===== QUOTED PASSAGE =====

Counting Things

This post originally appeared on the Software Carpentry website.

I re-read Robins et al's "Learning and Teaching Programming: A Review and Discussion" [1] and Eccles and Stacey's "Understanding the Parallel Programming" [2] this morning. One of the key takeaways in both is that novice programmers tend to classify problems according to problem domain or language features, while experienced programmers tend to classify them according to solution strategies. Where a beginner sees a problem in molecular biology or statistics, for example, an expert sees an opportunity to apply divide-and-conquer or accumulate-and-adjust.

Knowing that, it's tempting to try a strategies-first approach when teaching programming. That usually doesn't work, though, because the strategies are shaped by what computers can do, and if you don't know that, those strategies seem to appear like rabbits out of a magician's hat.

=====

§ **TASK INSTRUCTIONS**
A. In the post, how do experienced programmers tend to classify problems?
B. Reproduce the part of the post that opens with the words containing "This post originally" and closes with "divide-and-conquer or accumulate-and-adjust.".

===== AVAILABLE DATA =====

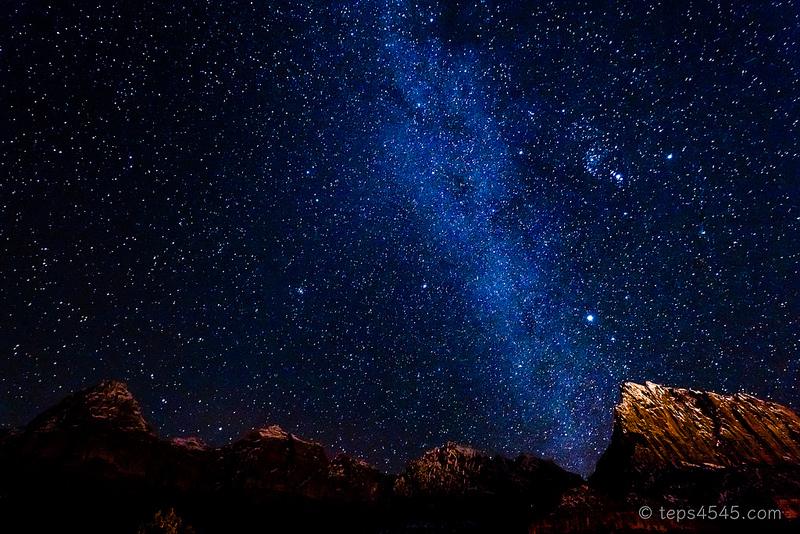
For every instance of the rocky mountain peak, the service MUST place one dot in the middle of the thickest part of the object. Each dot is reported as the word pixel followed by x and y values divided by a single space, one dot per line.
pixel 663 425
pixel 109 403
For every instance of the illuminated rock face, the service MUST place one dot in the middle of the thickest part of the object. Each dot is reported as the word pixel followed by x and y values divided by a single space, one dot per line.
pixel 660 425
pixel 454 471
pixel 688 447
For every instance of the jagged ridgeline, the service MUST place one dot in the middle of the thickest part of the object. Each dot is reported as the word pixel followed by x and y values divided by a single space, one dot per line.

=====

§ **ANSWERS FOR THE TASKS**
A. They classify them according to solution strategies.

B.
This post originally appeared on the Software Carpentry website.

I re-read Robins et al's "Learning and Teaching Programming: A Review and Discussion" [1] and Eccles and Stacey's "Understanding the Parallel Programming" [2] this morning. One of the key takeaways in both is that novice programmers tend to classify problems according to problem domain or language features, while experienced programmers tend to classify them according to solution strategies. Where a beginner sees a problem in molecular biology or statistics, for example, an expert sees an opportunity to apply divide-and-conquer or accumulate-and-adjust.